"C’est de très loin le plus grave brûlé sauvé en utilisant la peau de son frère jumeau", explique le professeur Maurice Mimoun, l’auteur de l’opération, dans une interview au Figaro. Franck, 33 ans, brûlé sur la quasi-totalité du corps (95%) et que l’on disait condamné à mourir, a en effet été sauvé grâce à la greffe de peau provenant de son frère jumeau, à l'hôpital Saint-Louis, à Paris. Une opération qui constitue une première mondiale : jusqu’alors, les opérations (réussies) de ce type portaient sur des corps brûlés en moyenne à 45%, et jusqu’à 68% maximum. Et si elle a été réalisée dans des conditions exceptionnelles, cette opération n’en reste pas moins porteuse d’espoir pour l’avenir.
Un exploit, et un peu de chance
Il a fallu pas moins de dix interventions avant que l’opération ne réussisse et que la greffe prenne sur les 95% de peau brûlée. La première greffe de peau, prélevée sur le jumeau sain, est réalisée le 7e jour après l'admission de Franck à l'hôpital. Les deux frères sont opérés au même moment par deux équipes de chirurgiens et d'anesthésistes réanimateurs, afin de réaliser le transfert immédiat de la peau. Le procédé est répété au 11e et 44e jour pour assurer la couverture entière du patient brûlé.
Si l’opération a fini par réussir, c’est au terme d’un exploit technique considérable du professeur Mimoun et de l'équipe du Pr Alexandre Mebazaa en anesthésie réanimation. En outre, elle n’a pu se faire que grâce à une condition : le donneur était le frère jumeau du patient, et un jumeau homozygote, c’est-à-dire issu de la même cellule œuf et au capital génétique identique. Sans cela, la peau greffée aurait été très probablement rejetée.

> [CONSIGNE 1]
Traduisez en anglais la phrase suivante, tirée du texte sur la greffe de peau entre jumeaux : « Il a fallu pas moins de dix interventions avant que l’opération ne réussisse et que la greffe prenne sur les 95% de peau brûlée. »
> [CONSIGNE 2]
Poursuivez le texte sur la greffe de peau entre jumeaux en reprenant après sa dernière phrase.

Enregistrements contenus dans un jeu de données:

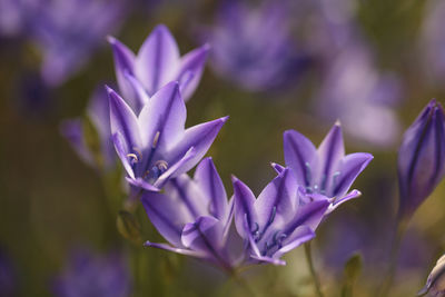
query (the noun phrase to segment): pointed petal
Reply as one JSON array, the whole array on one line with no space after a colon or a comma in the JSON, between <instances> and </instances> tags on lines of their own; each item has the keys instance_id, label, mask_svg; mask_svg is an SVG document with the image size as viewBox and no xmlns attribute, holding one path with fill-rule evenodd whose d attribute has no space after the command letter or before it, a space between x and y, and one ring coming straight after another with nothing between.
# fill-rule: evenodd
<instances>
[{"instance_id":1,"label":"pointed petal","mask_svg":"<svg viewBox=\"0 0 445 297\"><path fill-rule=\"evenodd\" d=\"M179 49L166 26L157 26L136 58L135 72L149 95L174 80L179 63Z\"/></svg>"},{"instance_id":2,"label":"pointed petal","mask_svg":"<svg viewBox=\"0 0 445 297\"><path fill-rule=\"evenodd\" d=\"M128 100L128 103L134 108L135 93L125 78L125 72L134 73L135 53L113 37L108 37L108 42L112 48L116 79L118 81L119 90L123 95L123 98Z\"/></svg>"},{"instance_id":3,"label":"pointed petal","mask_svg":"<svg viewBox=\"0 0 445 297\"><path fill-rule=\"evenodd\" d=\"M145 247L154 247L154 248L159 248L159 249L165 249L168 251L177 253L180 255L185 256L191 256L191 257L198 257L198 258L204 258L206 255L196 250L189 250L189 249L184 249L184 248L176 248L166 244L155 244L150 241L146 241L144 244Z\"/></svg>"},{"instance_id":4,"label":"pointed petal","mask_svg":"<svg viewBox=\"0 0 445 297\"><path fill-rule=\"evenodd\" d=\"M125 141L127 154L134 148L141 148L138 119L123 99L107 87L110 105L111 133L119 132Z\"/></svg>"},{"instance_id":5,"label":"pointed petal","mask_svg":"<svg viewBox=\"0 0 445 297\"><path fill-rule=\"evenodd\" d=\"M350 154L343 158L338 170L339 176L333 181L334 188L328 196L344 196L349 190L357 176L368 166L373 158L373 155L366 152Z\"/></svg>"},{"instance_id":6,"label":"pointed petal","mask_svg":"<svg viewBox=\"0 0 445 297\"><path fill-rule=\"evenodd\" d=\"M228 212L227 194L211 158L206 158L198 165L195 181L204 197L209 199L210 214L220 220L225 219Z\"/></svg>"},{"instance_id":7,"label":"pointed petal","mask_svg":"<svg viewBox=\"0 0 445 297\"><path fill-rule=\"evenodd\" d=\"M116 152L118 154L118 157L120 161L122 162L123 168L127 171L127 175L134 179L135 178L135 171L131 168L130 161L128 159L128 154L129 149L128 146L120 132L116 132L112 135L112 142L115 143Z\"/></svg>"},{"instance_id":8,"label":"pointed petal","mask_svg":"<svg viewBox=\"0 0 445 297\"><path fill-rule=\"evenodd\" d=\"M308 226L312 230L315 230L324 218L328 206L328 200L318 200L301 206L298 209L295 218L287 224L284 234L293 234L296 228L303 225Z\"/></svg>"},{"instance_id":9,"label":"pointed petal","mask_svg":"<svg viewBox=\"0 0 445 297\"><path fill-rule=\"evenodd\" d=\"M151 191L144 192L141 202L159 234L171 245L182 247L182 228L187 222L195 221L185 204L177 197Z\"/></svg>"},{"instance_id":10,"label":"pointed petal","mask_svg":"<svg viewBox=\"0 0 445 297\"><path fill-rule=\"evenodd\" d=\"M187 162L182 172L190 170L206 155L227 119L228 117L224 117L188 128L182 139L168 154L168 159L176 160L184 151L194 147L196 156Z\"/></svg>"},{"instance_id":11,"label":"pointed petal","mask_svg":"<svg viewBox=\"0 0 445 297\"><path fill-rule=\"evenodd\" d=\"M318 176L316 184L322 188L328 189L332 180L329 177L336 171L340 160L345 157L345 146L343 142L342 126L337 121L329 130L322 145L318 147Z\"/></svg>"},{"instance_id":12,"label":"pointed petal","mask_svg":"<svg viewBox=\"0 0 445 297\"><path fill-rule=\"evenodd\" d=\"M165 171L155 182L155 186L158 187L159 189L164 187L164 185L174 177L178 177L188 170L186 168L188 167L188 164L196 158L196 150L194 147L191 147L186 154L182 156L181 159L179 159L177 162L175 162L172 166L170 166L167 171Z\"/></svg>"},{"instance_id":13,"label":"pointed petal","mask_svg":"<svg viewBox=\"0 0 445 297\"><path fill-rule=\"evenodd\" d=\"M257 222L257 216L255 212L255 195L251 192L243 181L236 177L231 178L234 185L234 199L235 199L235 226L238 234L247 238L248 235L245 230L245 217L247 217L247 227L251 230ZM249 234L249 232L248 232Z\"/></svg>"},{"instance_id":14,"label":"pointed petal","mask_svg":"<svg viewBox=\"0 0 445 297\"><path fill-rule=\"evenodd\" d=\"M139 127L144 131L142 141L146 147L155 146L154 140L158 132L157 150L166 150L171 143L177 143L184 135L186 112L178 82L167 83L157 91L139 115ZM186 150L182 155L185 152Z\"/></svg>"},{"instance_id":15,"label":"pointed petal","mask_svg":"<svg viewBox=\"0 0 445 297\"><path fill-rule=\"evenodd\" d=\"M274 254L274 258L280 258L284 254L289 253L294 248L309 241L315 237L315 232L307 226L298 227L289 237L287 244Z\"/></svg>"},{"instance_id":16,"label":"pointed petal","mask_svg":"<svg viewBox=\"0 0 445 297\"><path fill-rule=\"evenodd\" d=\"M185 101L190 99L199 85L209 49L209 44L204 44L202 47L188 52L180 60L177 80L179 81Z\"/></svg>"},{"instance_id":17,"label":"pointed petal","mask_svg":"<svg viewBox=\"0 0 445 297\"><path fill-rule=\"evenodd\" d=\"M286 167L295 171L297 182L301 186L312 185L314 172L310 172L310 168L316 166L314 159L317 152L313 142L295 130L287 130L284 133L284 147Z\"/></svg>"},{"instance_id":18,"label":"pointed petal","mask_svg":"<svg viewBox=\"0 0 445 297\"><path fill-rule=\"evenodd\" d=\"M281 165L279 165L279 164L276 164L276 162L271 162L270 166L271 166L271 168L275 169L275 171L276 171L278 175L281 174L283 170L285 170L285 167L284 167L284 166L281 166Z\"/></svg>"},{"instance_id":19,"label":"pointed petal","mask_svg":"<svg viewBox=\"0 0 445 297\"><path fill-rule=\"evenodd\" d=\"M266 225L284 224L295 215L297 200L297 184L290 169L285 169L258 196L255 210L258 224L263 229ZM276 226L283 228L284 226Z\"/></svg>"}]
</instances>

> [RÉSULTAT 1]
No fewer than ten procedures were needed before the operation succeeded and the graft took on the 95% of burned skin.

> [RÉSULTAT 2]
Une opération porteuse d’espoir
Cette opération "ouvre la voie à de nouvelles thérapeutiques", explique l’AP-HP dans un communiqué publié après l’opération. En effet, cette opération constitue une expérience grandeur nature pour les scientifiques qui étudient la régénération de la peau. Elle démontre qu’avec une peau au capital génétique identique à celui du patient, il n’y a pas de limite aux opérations. Même brûlé à 95%, le patient peut être sauvé.
" Ces constatations auront des répercussions futures sur le traitement de tous les grands brûlés "
"Le procédé reste exceptionnel mais il nous a permis de faire des observations extraordinaires. Nous nous sommes notamment aperçus que cette couverture de peau rapide et stable avait transformé le cercle vicieux habituel des grands brûlés, aggravation locale (approfondissement de la brûlure) aggravant l’état général en un cercle vertueux exactement inverse", détaille Maurice Mimoun dans Le Figaro. "Les zones brûlées intermédiaires profondes, qui se détériorent du fait du choc, emportant le patient vers la mort, se sont miraculeusement améliorées et ont cicatrisé. Ces constatations auront des répercussions futures sur le traitement de tous les grands brûlés", assure-t-il.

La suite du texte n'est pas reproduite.